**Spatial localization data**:

========================================

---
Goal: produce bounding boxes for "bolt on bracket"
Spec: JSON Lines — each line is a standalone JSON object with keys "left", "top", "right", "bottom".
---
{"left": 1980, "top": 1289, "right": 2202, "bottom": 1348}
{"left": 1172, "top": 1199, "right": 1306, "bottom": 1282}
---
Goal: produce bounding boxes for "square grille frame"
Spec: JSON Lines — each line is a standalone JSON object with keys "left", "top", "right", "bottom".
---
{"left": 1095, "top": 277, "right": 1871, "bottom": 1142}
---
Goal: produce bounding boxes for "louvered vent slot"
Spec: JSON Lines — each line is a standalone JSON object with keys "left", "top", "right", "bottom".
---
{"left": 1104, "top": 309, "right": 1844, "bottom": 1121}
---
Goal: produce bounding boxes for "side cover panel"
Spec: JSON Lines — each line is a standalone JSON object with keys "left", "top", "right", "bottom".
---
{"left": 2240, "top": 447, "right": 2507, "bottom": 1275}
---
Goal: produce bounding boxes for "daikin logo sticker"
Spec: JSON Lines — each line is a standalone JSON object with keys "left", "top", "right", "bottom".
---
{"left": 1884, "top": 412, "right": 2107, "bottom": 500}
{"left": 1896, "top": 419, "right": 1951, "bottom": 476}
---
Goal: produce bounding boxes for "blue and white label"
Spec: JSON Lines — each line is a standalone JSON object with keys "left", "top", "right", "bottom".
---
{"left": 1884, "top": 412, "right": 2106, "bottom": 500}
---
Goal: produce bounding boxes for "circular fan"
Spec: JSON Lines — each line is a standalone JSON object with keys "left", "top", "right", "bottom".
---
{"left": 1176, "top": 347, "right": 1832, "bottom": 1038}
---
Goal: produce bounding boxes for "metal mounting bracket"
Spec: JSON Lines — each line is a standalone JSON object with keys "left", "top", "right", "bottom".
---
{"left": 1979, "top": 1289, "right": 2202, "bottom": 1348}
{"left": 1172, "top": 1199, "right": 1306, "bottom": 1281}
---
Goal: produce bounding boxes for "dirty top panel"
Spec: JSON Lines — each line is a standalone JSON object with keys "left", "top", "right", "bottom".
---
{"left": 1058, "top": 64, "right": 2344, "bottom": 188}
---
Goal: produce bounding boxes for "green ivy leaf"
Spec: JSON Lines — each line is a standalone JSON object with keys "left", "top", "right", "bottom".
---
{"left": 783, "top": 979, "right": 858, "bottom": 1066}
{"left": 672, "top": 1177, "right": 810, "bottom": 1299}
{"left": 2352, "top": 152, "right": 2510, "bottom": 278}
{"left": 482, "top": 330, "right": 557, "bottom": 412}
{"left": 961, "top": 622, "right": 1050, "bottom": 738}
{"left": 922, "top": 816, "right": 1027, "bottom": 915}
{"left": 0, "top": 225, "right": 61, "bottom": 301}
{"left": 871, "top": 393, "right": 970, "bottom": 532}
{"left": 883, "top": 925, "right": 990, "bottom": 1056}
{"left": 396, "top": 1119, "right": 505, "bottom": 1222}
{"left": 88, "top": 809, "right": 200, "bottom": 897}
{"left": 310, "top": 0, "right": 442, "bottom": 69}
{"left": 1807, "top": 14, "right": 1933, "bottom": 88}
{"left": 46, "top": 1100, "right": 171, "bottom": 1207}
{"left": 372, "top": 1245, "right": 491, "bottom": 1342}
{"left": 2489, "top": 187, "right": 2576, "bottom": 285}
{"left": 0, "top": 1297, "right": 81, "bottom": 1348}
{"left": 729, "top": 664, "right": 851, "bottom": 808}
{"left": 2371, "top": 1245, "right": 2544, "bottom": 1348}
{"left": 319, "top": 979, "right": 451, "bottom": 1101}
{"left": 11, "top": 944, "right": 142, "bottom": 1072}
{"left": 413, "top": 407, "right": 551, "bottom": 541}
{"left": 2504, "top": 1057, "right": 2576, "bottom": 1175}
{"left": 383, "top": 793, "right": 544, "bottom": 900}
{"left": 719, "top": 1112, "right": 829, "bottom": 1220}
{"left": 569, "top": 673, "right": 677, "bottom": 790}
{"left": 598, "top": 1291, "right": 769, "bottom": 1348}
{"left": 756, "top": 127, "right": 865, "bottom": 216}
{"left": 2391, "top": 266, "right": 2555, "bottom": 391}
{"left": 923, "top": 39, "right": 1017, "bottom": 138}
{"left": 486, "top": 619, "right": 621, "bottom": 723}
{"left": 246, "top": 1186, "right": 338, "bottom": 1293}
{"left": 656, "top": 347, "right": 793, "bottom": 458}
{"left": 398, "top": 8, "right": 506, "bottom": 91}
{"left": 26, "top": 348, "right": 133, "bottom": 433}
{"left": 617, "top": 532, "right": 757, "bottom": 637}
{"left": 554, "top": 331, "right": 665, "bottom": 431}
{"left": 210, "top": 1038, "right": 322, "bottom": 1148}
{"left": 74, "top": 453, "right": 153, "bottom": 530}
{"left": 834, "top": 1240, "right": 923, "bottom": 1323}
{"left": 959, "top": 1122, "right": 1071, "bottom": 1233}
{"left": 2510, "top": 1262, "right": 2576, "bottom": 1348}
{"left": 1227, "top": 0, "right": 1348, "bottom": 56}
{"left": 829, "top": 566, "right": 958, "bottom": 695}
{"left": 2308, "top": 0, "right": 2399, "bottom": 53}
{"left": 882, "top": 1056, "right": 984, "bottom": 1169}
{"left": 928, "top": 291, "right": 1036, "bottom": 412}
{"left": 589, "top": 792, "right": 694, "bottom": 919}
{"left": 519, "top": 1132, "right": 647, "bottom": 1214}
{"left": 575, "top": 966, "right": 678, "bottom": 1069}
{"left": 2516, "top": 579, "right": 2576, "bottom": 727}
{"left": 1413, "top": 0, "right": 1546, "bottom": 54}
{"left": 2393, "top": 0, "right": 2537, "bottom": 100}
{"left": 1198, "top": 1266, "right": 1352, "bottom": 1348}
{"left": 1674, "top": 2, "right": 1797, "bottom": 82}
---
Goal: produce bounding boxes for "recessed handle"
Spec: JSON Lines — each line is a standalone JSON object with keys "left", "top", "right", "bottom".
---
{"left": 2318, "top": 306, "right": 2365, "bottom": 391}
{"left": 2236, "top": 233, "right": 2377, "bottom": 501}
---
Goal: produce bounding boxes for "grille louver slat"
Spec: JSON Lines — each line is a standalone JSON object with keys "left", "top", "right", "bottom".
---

========================================

**Task**:
Write all the data out again, exactly.

**Final answer**:
---
Goal: produce bounding boxes for "bolt on bracket"
Spec: JSON Lines — each line is a standalone JSON object with keys "left", "top", "right", "bottom".
---
{"left": 1980, "top": 1289, "right": 2202, "bottom": 1348}
{"left": 1172, "top": 1199, "right": 1306, "bottom": 1282}
---
Goal: produce bounding boxes for "square grille frame"
Spec: JSON Lines — each line is a standalone JSON object with keys "left", "top", "right", "bottom".
---
{"left": 1095, "top": 277, "right": 1871, "bottom": 1142}
---
Goal: produce bounding boxes for "louvered vent slot"
Spec: JSON Lines — each line is a standalone JSON object with keys "left", "top", "right", "bottom".
---
{"left": 1104, "top": 309, "right": 1844, "bottom": 1121}
---
Goal: produce bounding boxes for "side cover panel"
Spec: JSON Lines — each line is a standalone JSON object with keys "left", "top", "right", "bottom".
---
{"left": 2240, "top": 447, "right": 2507, "bottom": 1275}
---
Goal: produce bounding boxes for "daikin logo sticker"
Spec: JSON Lines — each line is a standalone JSON object with keys "left", "top", "right", "bottom".
---
{"left": 1884, "top": 412, "right": 2107, "bottom": 500}
{"left": 1896, "top": 419, "right": 1951, "bottom": 476}
---
Goal: produce bounding boxes for "blue and white label"
Spec: JSON Lines — each line is a standalone JSON object with keys "left", "top", "right", "bottom".
---
{"left": 1884, "top": 412, "right": 2106, "bottom": 500}
---
Goal: produce bounding boxes for "circular fan"
Spec: JSON Lines — each line is a standalone JSON object with keys "left", "top", "right", "bottom".
---
{"left": 1176, "top": 347, "right": 1832, "bottom": 1038}
---
Goal: produce bounding boxes for "metal mounting bracket"
Spec: JSON Lines — each line is a standalone JSON object with keys "left", "top", "right", "bottom".
---
{"left": 1979, "top": 1289, "right": 2202, "bottom": 1348}
{"left": 1172, "top": 1199, "right": 1306, "bottom": 1281}
---
Goal: produce bounding boxes for "dirty top panel"
Spec: JSON Lines — each line is a standalone JSON object with keys "left", "top", "right", "bottom".
---
{"left": 1058, "top": 64, "right": 2344, "bottom": 188}
---
Goal: produce bounding boxes for "green ivy leaf"
Spec: JSON Lines — each line is a standalone JSON object with keys "left", "top", "right", "bottom".
---
{"left": 783, "top": 979, "right": 858, "bottom": 1066}
{"left": 672, "top": 1177, "right": 810, "bottom": 1299}
{"left": 2352, "top": 152, "right": 2510, "bottom": 278}
{"left": 482, "top": 330, "right": 557, "bottom": 412}
{"left": 961, "top": 622, "right": 1050, "bottom": 738}
{"left": 922, "top": 816, "right": 1027, "bottom": 915}
{"left": 0, "top": 225, "right": 61, "bottom": 301}
{"left": 871, "top": 393, "right": 970, "bottom": 532}
{"left": 883, "top": 925, "right": 990, "bottom": 1056}
{"left": 396, "top": 1119, "right": 505, "bottom": 1222}
{"left": 88, "top": 809, "right": 200, "bottom": 897}
{"left": 310, "top": 0, "right": 442, "bottom": 69}
{"left": 1807, "top": 14, "right": 1933, "bottom": 88}
{"left": 46, "top": 1100, "right": 171, "bottom": 1207}
{"left": 372, "top": 1245, "right": 491, "bottom": 1342}
{"left": 2489, "top": 187, "right": 2576, "bottom": 285}
{"left": 0, "top": 1297, "right": 81, "bottom": 1348}
{"left": 729, "top": 664, "right": 851, "bottom": 808}
{"left": 2371, "top": 1245, "right": 2544, "bottom": 1348}
{"left": 319, "top": 979, "right": 451, "bottom": 1101}
{"left": 11, "top": 944, "right": 142, "bottom": 1072}
{"left": 413, "top": 407, "right": 551, "bottom": 541}
{"left": 2504, "top": 1057, "right": 2576, "bottom": 1175}
{"left": 383, "top": 793, "right": 544, "bottom": 900}
{"left": 719, "top": 1112, "right": 829, "bottom": 1220}
{"left": 569, "top": 673, "right": 677, "bottom": 790}
{"left": 598, "top": 1291, "right": 769, "bottom": 1348}
{"left": 756, "top": 127, "right": 865, "bottom": 216}
{"left": 2391, "top": 266, "right": 2555, "bottom": 391}
{"left": 923, "top": 39, "right": 1017, "bottom": 138}
{"left": 486, "top": 619, "right": 621, "bottom": 723}
{"left": 246, "top": 1186, "right": 338, "bottom": 1293}
{"left": 656, "top": 347, "right": 793, "bottom": 458}
{"left": 398, "top": 8, "right": 506, "bottom": 91}
{"left": 26, "top": 348, "right": 133, "bottom": 433}
{"left": 617, "top": 532, "right": 757, "bottom": 637}
{"left": 554, "top": 331, "right": 665, "bottom": 431}
{"left": 210, "top": 1038, "right": 322, "bottom": 1148}
{"left": 74, "top": 453, "right": 153, "bottom": 530}
{"left": 834, "top": 1240, "right": 923, "bottom": 1323}
{"left": 959, "top": 1122, "right": 1071, "bottom": 1233}
{"left": 2510, "top": 1262, "right": 2576, "bottom": 1348}
{"left": 1227, "top": 0, "right": 1348, "bottom": 56}
{"left": 829, "top": 566, "right": 958, "bottom": 695}
{"left": 2308, "top": 0, "right": 2399, "bottom": 53}
{"left": 882, "top": 1056, "right": 984, "bottom": 1169}
{"left": 928, "top": 291, "right": 1036, "bottom": 412}
{"left": 589, "top": 792, "right": 694, "bottom": 919}
{"left": 519, "top": 1132, "right": 647, "bottom": 1214}
{"left": 575, "top": 966, "right": 678, "bottom": 1069}
{"left": 2516, "top": 579, "right": 2576, "bottom": 727}
{"left": 1413, "top": 0, "right": 1546, "bottom": 54}
{"left": 2393, "top": 0, "right": 2537, "bottom": 100}
{"left": 1198, "top": 1266, "right": 1352, "bottom": 1348}
{"left": 1674, "top": 2, "right": 1797, "bottom": 82}
---
Goal: produce bounding boxes for "recessed handle"
Spec: JSON Lines — each line is a standalone JSON object with keys "left", "top", "right", "bottom".
---
{"left": 2318, "top": 306, "right": 2365, "bottom": 391}
{"left": 2236, "top": 233, "right": 2377, "bottom": 501}
---
Goal: produce bounding boxes for "grille louver slat"
Spec: JSON Lines — each line is a standalone JSON object with keys "left", "top", "right", "bottom".
---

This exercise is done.